##### Material for this task #####

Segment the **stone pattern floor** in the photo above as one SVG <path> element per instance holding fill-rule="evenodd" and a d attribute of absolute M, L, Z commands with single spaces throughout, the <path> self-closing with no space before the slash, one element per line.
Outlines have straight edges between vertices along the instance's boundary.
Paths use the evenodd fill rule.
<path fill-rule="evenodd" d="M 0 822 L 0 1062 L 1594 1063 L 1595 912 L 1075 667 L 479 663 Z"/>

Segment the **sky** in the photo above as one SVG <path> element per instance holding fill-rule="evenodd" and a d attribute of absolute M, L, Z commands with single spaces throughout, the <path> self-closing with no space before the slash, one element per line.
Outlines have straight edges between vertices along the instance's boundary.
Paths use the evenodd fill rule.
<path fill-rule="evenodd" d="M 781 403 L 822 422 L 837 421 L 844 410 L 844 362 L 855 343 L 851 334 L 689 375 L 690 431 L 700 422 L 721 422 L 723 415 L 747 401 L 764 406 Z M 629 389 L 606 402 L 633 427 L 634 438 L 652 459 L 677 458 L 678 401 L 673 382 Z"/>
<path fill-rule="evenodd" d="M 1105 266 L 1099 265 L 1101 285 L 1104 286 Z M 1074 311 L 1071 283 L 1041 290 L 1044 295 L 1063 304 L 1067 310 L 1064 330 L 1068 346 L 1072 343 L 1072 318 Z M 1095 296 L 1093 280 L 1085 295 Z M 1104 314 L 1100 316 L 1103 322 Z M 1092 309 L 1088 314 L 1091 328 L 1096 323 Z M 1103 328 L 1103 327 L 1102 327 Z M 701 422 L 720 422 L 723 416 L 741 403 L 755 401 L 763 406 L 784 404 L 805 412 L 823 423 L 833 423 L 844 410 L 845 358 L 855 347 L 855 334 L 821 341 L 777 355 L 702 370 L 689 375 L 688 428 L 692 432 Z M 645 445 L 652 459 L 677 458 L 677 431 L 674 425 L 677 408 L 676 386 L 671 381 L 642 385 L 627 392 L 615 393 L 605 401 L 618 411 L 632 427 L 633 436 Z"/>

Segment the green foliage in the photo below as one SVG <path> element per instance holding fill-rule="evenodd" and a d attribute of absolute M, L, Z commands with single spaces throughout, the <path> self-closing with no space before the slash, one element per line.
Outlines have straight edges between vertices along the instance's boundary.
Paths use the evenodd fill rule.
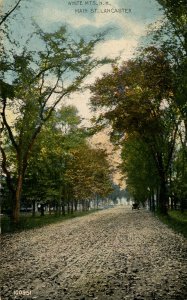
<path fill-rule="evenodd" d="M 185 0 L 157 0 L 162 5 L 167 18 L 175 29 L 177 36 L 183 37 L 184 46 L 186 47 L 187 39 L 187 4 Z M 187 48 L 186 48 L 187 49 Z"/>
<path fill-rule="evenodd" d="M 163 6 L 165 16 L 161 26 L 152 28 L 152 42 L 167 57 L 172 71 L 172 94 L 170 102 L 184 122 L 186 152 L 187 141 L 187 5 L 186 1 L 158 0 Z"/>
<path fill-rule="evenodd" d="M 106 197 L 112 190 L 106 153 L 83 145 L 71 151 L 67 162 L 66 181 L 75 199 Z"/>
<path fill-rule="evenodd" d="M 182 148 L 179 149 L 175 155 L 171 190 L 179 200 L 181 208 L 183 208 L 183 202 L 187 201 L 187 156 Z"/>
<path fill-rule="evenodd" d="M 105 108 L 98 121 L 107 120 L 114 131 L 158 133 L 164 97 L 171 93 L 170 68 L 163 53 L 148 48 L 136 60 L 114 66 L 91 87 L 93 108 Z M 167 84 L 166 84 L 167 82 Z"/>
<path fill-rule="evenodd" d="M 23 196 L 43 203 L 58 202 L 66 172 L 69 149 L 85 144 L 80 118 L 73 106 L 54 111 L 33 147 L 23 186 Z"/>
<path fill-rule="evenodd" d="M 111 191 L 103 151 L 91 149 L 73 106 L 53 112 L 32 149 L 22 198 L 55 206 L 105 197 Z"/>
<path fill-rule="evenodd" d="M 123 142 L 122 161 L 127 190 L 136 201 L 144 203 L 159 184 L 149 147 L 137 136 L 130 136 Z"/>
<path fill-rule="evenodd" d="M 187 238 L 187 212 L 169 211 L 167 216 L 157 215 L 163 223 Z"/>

#####
##### Material for this task #####

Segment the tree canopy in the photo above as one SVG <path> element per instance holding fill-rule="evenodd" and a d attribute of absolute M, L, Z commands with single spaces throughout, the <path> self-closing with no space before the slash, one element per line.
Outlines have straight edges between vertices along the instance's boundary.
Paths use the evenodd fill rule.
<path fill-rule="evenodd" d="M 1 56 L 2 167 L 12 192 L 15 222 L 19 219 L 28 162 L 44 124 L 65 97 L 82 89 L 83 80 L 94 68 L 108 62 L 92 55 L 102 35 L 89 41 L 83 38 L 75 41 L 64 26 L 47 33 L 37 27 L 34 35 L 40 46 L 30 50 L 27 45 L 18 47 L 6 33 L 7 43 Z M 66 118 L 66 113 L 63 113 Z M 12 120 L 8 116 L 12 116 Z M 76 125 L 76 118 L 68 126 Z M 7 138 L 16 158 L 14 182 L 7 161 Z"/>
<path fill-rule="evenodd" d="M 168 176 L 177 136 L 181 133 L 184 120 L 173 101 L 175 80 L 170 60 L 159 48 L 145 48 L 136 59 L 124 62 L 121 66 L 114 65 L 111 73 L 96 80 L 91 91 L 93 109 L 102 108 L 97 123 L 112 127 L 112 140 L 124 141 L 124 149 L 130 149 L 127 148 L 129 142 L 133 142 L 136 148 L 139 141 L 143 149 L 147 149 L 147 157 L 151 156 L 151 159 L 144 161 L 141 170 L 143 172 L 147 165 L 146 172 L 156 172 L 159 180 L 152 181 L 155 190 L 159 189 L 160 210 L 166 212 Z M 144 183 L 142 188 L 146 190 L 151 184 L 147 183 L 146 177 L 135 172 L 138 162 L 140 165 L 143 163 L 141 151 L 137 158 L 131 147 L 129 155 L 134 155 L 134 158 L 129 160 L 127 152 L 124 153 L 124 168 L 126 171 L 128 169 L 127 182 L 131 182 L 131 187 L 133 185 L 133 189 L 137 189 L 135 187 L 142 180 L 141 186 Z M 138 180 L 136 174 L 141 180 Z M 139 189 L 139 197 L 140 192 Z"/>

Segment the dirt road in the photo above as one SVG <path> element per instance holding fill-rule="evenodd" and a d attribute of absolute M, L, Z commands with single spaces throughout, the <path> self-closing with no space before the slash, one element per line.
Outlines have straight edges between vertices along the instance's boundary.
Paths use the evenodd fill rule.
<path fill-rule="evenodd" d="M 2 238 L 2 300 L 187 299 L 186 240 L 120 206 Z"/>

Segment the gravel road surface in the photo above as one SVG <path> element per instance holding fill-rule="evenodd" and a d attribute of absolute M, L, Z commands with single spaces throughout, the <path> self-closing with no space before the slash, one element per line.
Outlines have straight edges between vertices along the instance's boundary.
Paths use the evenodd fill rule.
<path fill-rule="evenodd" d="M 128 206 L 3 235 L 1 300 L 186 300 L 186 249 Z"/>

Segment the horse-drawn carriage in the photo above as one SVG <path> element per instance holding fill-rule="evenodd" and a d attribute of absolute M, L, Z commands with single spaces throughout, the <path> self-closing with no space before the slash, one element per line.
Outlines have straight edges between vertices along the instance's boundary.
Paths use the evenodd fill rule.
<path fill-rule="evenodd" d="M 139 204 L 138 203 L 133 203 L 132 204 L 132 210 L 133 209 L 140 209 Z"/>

#####

What you will do = Above are the lines; repeat exactly the ones from the line containing "Segment the **stone" down to the line containing "Segment the **sky**", both inclusive.

Response for this exercise =
Segment the **stone pattern floor** in the photo above as one SVG <path> element per instance holding fill-rule="evenodd" and a d attribute of absolute M, L, Z commands with single spaces throughout, the <path> self-closing with no space before the slash, one element per line.
Outlines have straight edges between vertices along the instance's boundary.
Paths use the evenodd fill rule.
<path fill-rule="evenodd" d="M 0 822 L 0 1062 L 1594 1063 L 1595 912 L 1075 667 L 479 663 Z"/>

Segment the **sky** in the photo above as one SVG <path> element per instance holding fill-rule="evenodd" and a d attribute of absolute M, L, Z commands with single spaces throughout, the <path> self-closing with no space before the slash, one element per line.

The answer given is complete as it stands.